### DATA SECTION
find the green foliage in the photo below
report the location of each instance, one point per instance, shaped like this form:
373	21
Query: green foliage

...

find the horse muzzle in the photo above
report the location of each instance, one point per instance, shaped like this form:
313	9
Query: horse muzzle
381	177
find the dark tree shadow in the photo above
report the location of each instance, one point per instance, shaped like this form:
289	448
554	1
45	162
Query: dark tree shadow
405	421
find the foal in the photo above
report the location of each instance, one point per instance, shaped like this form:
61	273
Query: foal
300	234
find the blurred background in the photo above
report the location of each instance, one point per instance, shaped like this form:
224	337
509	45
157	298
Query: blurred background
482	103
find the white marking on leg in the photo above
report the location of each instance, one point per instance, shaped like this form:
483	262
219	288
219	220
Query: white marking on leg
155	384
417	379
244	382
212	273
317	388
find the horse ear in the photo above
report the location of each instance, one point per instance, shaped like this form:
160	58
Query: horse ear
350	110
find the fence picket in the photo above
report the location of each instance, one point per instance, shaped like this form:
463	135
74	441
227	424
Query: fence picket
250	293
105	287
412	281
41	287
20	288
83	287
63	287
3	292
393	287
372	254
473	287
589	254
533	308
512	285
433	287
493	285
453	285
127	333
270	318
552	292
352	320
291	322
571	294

### SET PROBLEM
Count the lines in the records above that contain the word "tree". Reply with the number alone.

### TASK SOLUTION
2